#### [DIRECTIONS]
A: Answer these questions about the passage on SLIM and acceptance testing, marking each answer (i), (ii) or (iii) to match:
(i) What does the passage say about fitlibrary flow-mode interaction under SLIM?
(ii) At which event was the session on the top 10 ways to fail with acceptance testing held?
(iii) What does the author suggest instead of relying on scenario tables to make testers more independent?
B: In the passage on SLIM and acceptance testing, rewrite the part that begins at "In terms of" and stops after "for complex tests.", substituting "Slim" for "SLIM" throughout.
C: Continue the passage on SLIM and acceptance testing from its final sentence.

#### [READING PASSAGE]
......
In terms of features, SLIM gives you better compatibility across platforms because a lot of the test system responsibility has been taken over by FitNesse itself (parsing HTML, deciding how to interpret a table, storing and reading symbol values). Watch this video for more information about the differences in responsibilities.

On the other hand, because of the way SLIM works, fitlibrary flow-mode interaction is practically impossible. Most of my clients still use flow mode tests as that is a great way to write and maintain a very thin fixture layer for complex tests.

SLIM also allows you to use Scenario tables, as you mentioned. Scenario tables give testers a lot more power as they can script multi-step execution and compose lower level fixtures into higher level tables, without involving developers to do the same in fixtures. Depending on your environment and team, this might or might not make sense. For covering and existing system with regression tests, it probably does. For using acceptance tests as a guide for development, beware of overdoing it. I am very concerned about long-term maintenance costs of such tests. What happens in this case is that people are effectively programming with tables – doing the same in code would allow you to benefit from IDE support for refactoring, file management and all sorts of other things that make IDEs useful. You lose all that by using scenario tables in order to make testers a bit more independent. I would rather suggest training the testers some basic coding skills so that they can write fixtures.

My experience with Fit and other agile acceptance testing tools is that they cost more than they’re worth. There’s a lot of value in getting concrete examples from real customers and business experts; not so much value in using “natural language” tools like Fit and similar.

The two failure patterns that Shore describes in his post are falling back on testers to write everything and merging acceptance and integration tests. I’ve experienced both of these myself, and it seems that they are common in general. We discussed both during the top 10 ways to fail with acceptance testing openspace session at CITCON Europe last year. However, there are good ways to solve both problems.

I never really expected customers to write anything themselves, but I was relatively successful in persuading them to participate in specification workshops that led to examples which were then converted to acceptance tests later. Another idea I discovered while doing the research for my new book is discussing the key examples with customers and then going off to write detailed test pages, which then get verified by the customers. The third good idea is doing ad-hoc specification writing sessions when a developer needs information, by involving a tester and a business analyst. This is a lot less formal than a specification workshop and gives you similar benefits if you have all the knowledge in the room (or readily available) most of the time.
......
#### [DATASET EXCERPT]
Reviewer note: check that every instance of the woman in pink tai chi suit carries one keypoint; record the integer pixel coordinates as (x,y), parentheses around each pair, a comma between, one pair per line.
......
#### [ANSWERS TO THE TASKS]
A:
(i) It is practically impossible.
(ii) CITCON Europe, the year before the passage was written.
(iii) Training the testers in basic coding skills so that they can write fixtures.

B:
In terms of features, Slim gives you better compatibility across platforms because a lot of the test system responsibility has been taken over by FitNesse itself (parsing HTML, deciding how to interpret a table, storing and reading symbol values). Watch this video for more information about the differences in responsibilities.

On the other hand, because of the way Slim works, fitlibrary flow-mode interaction is practically impossible. Most of my clients still use flow mode tests as that is a great way to write and maintain a very thin fixture layer for complex tests.

C:
Not preserving acceptance tests as a separate group and mixing quick and slow tests is something that most people, at least according to my ongoing research, get burned with at some point but again teams learn from that and improve.

One of the biggest benefits from acceptance testing for me was that the teams finally get a source of information on what goes on in the system as reliable as the code itself. Without acceptance tests, code is the only thing you can really trust and any other documentation gets outdated very quickly. And such tests are much easier to read and understand than the code because they are on a higher level and in a natural language. Having a live specification helps me quite a lot when change requests come in later. It also helps with handing over and taking over code. Acceptance tests stay relevant throughout the project because they are automated, and automated tests are kept up to date in order for them to pass. Automation, and consequently a tool, are necessary to get this benefit. With informal agreements and on-site reviews that Jim Shore describes, I guess something else needs to be in place to facilitate this.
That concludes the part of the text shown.